*** Opening Information provided ***

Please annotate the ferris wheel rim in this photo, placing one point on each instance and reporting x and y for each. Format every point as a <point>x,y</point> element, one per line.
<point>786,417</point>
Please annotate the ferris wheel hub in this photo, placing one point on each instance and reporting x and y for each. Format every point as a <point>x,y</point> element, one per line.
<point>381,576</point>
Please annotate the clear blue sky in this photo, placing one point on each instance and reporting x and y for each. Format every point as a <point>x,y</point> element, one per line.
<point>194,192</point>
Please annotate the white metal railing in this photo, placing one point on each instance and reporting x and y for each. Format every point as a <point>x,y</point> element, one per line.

*** Closing Information provided ***

After reading the entries, reproduce every one of them exactly.

Please annotate the ferris wheel rim in this photo, placing one point on each instance and reporting x and y for each. Format every point as a <point>x,y</point> element, one per line.
<point>786,417</point>
Please annotate the ferris wheel hub in this photo, placing one point on each instance and reporting x and y for each. Format every point as a <point>x,y</point> element, one per line.
<point>381,576</point>
Please annotate the clear blue sky in this photo, placing one point on each instance and reporting x and y for each. Format every point as a <point>x,y</point> element, one per line.
<point>194,192</point>
Please annotate the white metal railing in this photo, placing one point on each instance and reporting x and y for each. Format every point as a <point>x,y</point> element, one per line.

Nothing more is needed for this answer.